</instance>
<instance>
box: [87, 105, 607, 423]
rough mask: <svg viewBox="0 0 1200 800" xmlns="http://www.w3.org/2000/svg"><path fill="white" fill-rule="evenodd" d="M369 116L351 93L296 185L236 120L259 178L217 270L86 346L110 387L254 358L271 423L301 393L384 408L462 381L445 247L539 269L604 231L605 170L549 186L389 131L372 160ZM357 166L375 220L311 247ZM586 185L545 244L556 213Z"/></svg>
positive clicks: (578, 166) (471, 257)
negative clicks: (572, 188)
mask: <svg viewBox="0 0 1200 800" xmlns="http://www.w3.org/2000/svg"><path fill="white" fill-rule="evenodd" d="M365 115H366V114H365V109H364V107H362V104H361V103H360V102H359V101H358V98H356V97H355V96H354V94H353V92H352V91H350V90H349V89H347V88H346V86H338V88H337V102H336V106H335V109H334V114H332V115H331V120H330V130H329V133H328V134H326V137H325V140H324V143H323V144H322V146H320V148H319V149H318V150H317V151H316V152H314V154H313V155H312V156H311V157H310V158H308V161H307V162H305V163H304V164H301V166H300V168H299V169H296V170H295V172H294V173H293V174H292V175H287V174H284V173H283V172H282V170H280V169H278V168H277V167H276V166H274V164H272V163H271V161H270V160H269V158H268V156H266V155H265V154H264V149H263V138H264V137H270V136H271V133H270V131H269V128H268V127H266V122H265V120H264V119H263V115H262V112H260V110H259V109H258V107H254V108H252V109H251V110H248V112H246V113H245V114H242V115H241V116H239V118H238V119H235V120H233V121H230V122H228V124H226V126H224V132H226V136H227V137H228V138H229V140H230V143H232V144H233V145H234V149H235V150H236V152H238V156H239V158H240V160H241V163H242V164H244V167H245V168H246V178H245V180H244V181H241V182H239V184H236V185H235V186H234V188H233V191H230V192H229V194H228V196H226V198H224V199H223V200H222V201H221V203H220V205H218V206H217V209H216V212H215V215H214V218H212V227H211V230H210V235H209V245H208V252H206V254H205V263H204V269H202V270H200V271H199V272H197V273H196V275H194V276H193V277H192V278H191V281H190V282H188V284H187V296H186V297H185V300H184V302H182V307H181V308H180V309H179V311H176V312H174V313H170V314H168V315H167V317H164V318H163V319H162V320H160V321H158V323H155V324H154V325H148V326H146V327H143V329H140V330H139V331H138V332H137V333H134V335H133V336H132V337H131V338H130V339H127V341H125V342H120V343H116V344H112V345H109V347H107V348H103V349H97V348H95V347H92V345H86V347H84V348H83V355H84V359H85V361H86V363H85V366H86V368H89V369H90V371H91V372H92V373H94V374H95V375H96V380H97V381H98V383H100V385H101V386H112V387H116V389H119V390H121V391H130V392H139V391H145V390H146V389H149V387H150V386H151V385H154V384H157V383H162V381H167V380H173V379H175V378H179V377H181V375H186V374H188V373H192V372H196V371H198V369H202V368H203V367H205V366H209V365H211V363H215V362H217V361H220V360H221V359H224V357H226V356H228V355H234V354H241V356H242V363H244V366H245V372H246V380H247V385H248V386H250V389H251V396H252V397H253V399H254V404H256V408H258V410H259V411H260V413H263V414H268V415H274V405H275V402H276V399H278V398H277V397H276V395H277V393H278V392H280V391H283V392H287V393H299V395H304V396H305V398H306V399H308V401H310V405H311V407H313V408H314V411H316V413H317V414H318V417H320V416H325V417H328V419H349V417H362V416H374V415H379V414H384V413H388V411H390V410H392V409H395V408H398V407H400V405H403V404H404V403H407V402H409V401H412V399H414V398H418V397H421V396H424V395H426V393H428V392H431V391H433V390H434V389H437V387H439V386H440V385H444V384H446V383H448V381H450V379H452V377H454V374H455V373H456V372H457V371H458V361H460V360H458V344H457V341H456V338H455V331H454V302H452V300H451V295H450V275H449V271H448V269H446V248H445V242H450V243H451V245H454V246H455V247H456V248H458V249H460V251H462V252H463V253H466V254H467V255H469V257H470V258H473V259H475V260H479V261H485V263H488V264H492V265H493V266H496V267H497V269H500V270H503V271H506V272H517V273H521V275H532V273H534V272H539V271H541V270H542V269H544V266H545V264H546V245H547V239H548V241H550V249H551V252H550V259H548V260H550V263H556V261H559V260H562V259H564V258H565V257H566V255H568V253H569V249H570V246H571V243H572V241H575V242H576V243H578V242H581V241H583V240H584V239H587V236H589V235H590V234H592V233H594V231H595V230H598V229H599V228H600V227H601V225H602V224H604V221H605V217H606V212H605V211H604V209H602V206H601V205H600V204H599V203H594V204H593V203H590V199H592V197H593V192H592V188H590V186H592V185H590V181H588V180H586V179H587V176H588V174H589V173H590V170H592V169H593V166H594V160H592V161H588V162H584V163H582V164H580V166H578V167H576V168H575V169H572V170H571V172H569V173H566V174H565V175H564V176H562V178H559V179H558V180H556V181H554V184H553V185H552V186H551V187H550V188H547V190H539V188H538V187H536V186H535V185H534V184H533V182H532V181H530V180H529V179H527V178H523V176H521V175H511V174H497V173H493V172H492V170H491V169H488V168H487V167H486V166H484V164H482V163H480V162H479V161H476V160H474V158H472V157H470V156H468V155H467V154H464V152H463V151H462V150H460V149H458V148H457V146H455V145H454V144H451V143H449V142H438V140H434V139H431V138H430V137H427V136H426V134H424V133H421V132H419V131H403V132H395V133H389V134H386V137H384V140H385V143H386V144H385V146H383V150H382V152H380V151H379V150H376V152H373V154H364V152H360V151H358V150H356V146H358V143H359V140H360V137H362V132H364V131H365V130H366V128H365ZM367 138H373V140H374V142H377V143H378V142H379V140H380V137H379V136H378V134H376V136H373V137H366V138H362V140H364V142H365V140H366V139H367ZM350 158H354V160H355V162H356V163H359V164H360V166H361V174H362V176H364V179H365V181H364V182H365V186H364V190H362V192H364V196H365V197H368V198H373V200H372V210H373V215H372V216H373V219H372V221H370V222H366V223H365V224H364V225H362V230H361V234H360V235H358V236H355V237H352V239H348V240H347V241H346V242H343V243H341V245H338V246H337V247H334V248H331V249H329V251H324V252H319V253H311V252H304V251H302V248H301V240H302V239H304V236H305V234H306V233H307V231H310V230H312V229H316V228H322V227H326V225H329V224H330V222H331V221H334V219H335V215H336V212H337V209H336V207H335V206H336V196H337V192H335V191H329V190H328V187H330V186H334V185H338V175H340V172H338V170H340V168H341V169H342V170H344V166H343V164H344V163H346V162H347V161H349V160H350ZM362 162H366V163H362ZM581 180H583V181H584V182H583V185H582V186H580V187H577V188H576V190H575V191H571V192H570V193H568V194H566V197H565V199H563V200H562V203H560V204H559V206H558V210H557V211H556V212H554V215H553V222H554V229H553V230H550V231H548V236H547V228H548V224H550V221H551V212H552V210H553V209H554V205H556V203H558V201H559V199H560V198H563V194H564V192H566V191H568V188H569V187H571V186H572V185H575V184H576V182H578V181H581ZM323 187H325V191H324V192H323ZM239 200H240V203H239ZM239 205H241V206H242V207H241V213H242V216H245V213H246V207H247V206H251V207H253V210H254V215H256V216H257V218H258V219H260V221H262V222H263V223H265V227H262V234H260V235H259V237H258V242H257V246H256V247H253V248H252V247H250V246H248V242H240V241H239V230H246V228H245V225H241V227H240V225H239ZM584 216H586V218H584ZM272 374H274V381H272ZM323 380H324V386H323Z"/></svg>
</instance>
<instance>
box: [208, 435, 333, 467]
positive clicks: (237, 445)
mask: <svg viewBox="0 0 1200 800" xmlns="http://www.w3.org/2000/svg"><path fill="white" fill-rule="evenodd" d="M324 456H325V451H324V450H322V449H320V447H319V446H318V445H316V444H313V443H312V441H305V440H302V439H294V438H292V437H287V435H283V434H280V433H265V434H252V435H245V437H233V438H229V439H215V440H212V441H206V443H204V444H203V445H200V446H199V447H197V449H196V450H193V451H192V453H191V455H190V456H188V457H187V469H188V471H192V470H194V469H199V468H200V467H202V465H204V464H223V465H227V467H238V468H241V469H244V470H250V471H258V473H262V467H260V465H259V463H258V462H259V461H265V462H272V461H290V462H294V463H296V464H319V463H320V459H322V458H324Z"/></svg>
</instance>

========

Work required: Put the lines from the start of the rows through the line that contains "negative clicks: (572, 188)" into a Markdown table with the columns Line number and Line text, numbering each line and omitting blank lines.

Exercise result:
| Line number | Line text |
|---|---|
| 1 | </instance> |
| 2 | <instance> |
| 3 | box: [87, 105, 607, 423] |
| 4 | rough mask: <svg viewBox="0 0 1200 800" xmlns="http://www.w3.org/2000/svg"><path fill="white" fill-rule="evenodd" d="M369 116L351 93L296 185L236 120L259 178L217 270L86 346L110 387L254 358L271 423L301 393L384 408L462 381L445 247L539 269L604 231L605 170L549 186L389 131L372 160ZM357 166L375 220L311 247ZM586 185L545 244L556 213Z"/></svg> |
| 5 | positive clicks: (578, 166) (471, 257) |
| 6 | negative clicks: (572, 188) |